When a line of the records below contains the string "same", copy that whole line.

[[ Data, beginning ]]

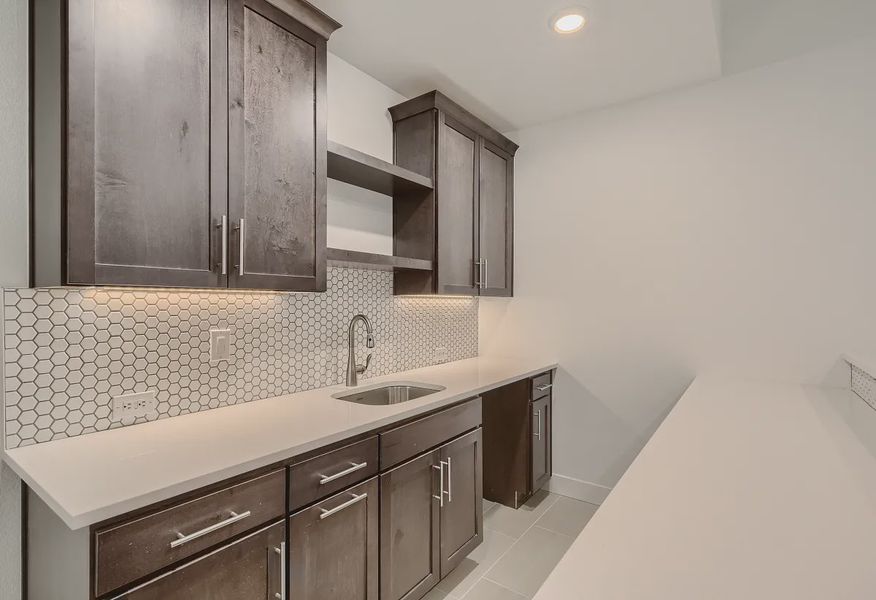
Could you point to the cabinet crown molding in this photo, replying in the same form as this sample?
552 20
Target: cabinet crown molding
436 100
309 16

[[ Data, end ]]
[[ Data, beginning ]]

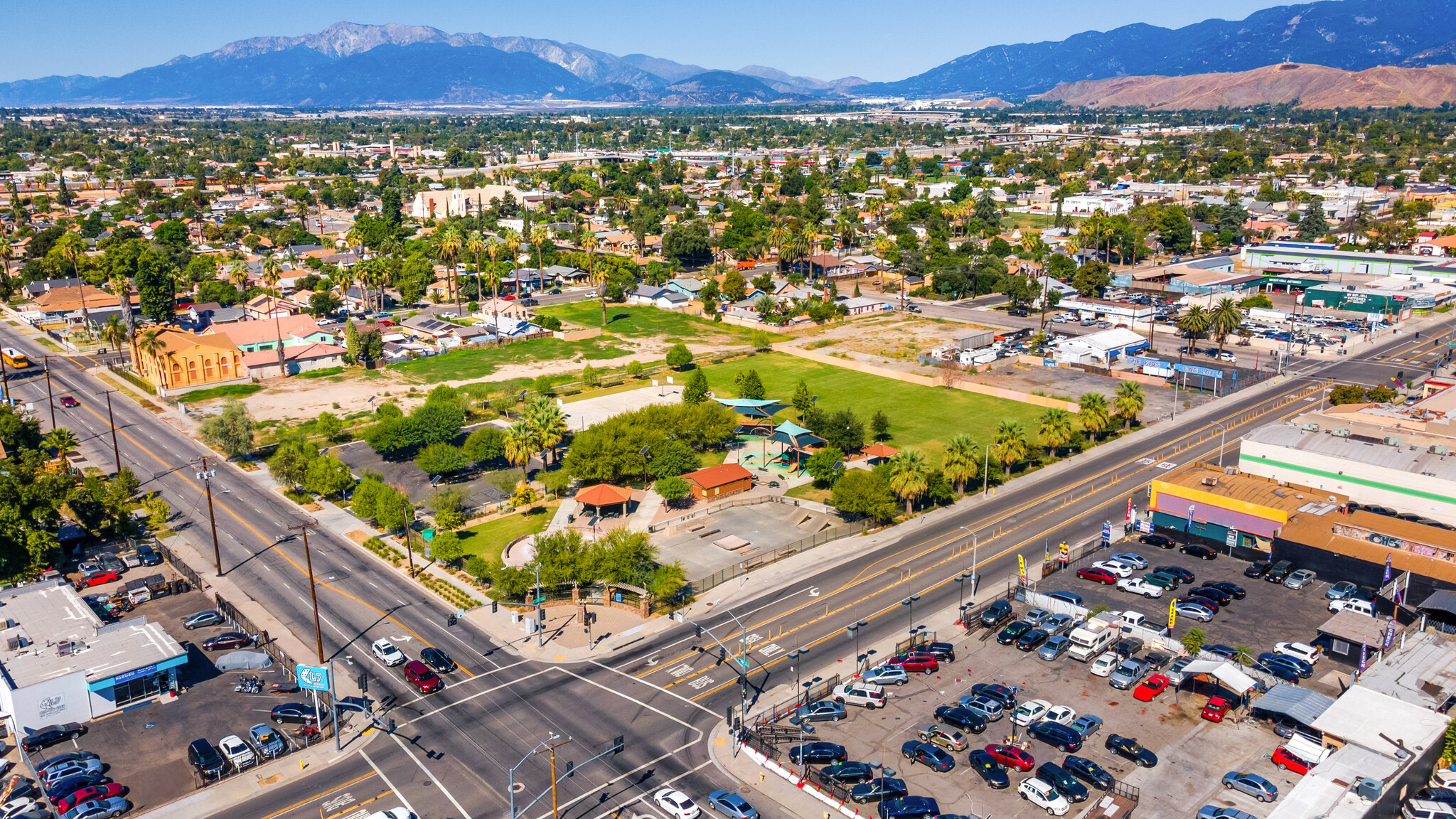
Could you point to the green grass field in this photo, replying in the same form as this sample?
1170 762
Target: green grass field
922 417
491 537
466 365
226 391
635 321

[[ Data, end ]]
[[ Data, beginning ]]

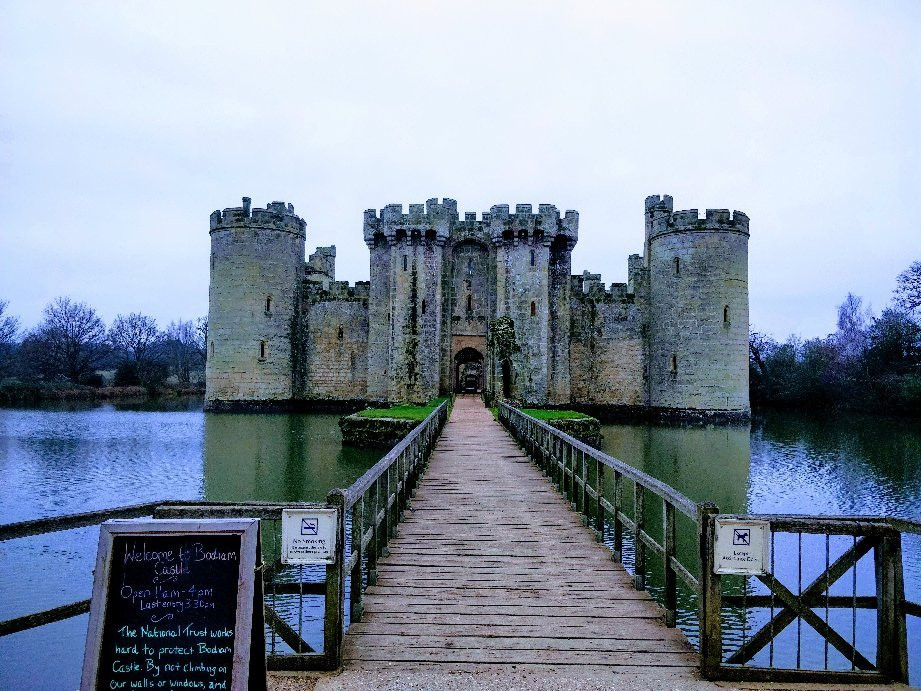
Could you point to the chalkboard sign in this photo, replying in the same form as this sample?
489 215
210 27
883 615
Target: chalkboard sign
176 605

[[ Data, end ]]

Expected answer:
Could you point to the cabinet crown molding in this photo, replying in the same form as this sample?
Could you point to the green grass field in this photo, replying in the same form as this sample?
Could you point to the chalkboard sign in this photo, replying in the same form as this sample?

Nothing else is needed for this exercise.